*Work task*.
From the text on gibbon vocalizations below, reproduce word for word the part starting with "We found significant" and going on through "differentiation and evolution.".

*Text for analysis*.
····················
The three species showed an obvious difference in coordination pattern. The female great call and the male coda of N. concolor did not overlap. In contrast, female great calls were overlapped by male vocalizations in N. nasutus and N. hainanus. Although the overlap between vocal signals increases the strength of the vocal signal and reflects the cohesion between the overlapping individuals, it may also prevent other individuals from recognizing the identity information of the overlapping individuals (Briseño-Jaramillo et al., 2021). This suggests that female vocalizations in great call sequences in N. nasutus and N. hainanus signal group cohesion better, but at the cost of signaling individual identity and/or caller quality. N. concolor females may advertise individual identity or quality information via great calls that are temporally separated from those of males. In other gibbon species, female great calls convey and advertise information about individual identity (Clink et al., 2017) or quality (Terleph et al., 2016). The maximum f0 of great call climaxes is also lower in older females compared to younger females of Hylobates lar (Terleph et al., 2016). N. concolor lives in a relatively large population (Fan et al., 2022a, 2022b, 2022c; Li et al., 2023) while N. nasutus (Wearn et al., 2024) and N. hainanus (He et al., 2023) each have a tiny population. In small populations, sexual selection is temporarily relaxed due to an increase in mate selection costs or a reduction in territorial competition (Kaneshiro, 1980). Due to the large population, there are also more floating males in the population of N. concolor, which leads to more potential mating choices and extra-group copulations for females (Huang et al., 2022). This might make females of N. concolor display their individual information; this might explain why female and male vocalization do not overlap. However, this hypothesis needs further investigation.

Vocalizations of gibbons have long been considered to be genetically determined (Brockelman & Schilling, 1984; Tenaza, 1985), with interspecific differences among gibbon vocalizations consistent with their phylogenetic relationships (Van Ngoc et al., 2011). Our results are largely consistent with this hypothesis because interspecific differences in aa notes, mR notes, male sequences, and coordination patterns all aligned with phylogeny. However, this pattern is violated in boom notes and pre notes, which indicates that variations in vocal signals do not result solely from phylogenetic factors but can also be influenced by other selective pressures such as group size (Fan et al., 2022a, 2022b, 2022c), vocal learning (Tyack, 2020), and habitat disparities (Morton, 1975). In the future, we need to study the effect of these selection pressures on the differentiation of vocal signals at different levels. We suggest that comparative studies of vocal structure differences between  species should distinguish between different levels and compare them one by one. This gives a clearer and more complete picture of the interspecific differences in different aspects of the vocal signal.

Conclusion

We found significant species differences in gibbon vocalizations at the male sequence level, song coordination level, and the note level, except for boom notes. Interspecific differences in aa notes, modulated notes, male sequences, and coordination patterns all align with phylogeny, suggesting that these differences are largely genetically determined. We found obvious differences in male–female coordination among these species. These differences may be driven by factors such as habitat conditions, population size, or vocal learning, and need further research. We suggest that comparative studies of gibbon vocalizations should analyze different levels such as note, sequence, and song coordination, to provide a more comprehensive and accurate representation of their differentiation and evolution.
····················
*Supplied information*.
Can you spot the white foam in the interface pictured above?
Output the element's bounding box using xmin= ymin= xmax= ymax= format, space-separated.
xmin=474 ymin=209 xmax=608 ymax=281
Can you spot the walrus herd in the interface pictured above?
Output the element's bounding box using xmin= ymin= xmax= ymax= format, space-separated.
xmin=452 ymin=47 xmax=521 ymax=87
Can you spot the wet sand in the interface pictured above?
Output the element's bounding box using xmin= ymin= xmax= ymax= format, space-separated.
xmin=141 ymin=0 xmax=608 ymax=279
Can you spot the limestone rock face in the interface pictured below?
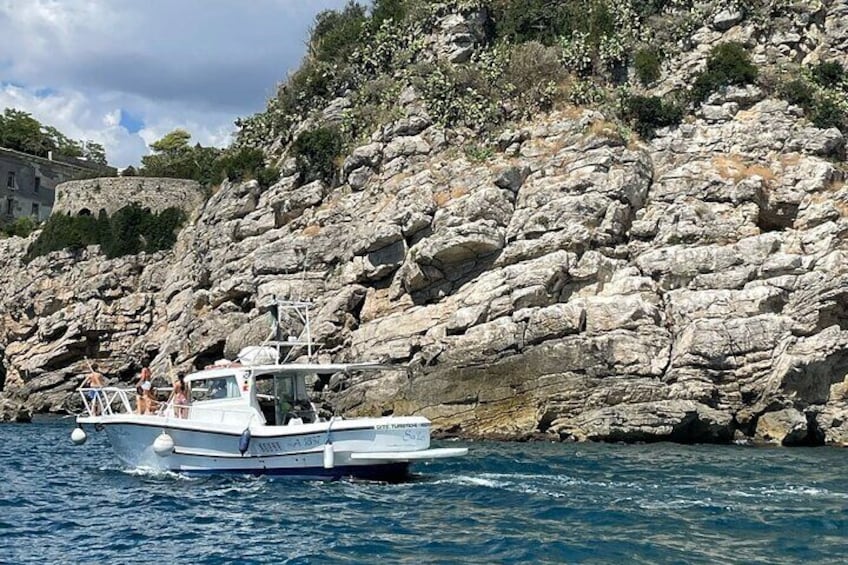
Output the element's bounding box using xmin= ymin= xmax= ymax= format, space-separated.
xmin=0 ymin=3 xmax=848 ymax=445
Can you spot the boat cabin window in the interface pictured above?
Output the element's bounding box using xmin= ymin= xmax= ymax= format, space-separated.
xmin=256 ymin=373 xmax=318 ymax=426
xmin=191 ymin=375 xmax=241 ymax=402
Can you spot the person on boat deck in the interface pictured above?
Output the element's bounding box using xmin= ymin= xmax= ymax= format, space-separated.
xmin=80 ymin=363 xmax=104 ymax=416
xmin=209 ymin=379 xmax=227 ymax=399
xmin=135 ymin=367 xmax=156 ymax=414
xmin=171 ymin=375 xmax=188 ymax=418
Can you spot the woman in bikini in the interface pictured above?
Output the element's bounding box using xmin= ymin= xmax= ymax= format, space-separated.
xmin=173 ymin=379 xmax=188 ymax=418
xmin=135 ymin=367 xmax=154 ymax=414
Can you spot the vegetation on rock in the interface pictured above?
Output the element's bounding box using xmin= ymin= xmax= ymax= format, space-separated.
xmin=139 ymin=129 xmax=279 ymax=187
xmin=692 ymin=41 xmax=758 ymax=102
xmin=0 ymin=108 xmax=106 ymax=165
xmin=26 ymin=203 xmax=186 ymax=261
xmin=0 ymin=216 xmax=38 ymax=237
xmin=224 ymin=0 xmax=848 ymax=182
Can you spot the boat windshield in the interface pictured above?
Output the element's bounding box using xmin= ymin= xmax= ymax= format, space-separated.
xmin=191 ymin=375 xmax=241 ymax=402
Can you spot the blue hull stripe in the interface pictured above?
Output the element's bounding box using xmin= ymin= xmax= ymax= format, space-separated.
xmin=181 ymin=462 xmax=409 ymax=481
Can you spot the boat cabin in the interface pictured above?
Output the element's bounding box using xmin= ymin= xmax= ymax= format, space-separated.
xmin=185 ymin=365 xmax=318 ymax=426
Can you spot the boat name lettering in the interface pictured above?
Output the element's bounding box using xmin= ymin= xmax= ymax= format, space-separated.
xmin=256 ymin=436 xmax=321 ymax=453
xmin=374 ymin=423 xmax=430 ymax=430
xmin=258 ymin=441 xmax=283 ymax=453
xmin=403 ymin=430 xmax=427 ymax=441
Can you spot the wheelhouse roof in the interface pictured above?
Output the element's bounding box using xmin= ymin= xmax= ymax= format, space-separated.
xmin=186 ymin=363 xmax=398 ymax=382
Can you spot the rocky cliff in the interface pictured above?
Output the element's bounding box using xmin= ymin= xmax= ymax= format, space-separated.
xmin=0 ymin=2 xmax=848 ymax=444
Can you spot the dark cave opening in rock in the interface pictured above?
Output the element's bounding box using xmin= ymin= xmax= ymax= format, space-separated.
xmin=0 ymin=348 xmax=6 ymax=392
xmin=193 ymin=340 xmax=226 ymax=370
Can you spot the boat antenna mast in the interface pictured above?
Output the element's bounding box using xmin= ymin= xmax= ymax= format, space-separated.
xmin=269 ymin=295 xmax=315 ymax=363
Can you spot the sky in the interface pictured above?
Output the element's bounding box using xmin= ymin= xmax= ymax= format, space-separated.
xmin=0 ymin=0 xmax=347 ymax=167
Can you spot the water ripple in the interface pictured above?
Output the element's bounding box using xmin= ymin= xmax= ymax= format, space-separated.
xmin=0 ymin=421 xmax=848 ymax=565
····················
*Completed task*.
We found significant species differences in gibbon vocalizations at the male sequence level, song coordination level, and the note level, except for boom notes. Interspecific differences in aa notes, modulated notes, male sequences, and coordination patterns all align with phylogeny, suggesting that these differences are largely genetically determined. We found obvious differences in male–female coordination among these species. These differences may be driven by factors such as habitat conditions, population size, or vocal learning, and need further research. We suggest that comparative studies of gibbon vocalizations should analyze different levels such as note, sequence, and song coordination, to provide a more comprehensive and accurate representation of their differentiation and evolution.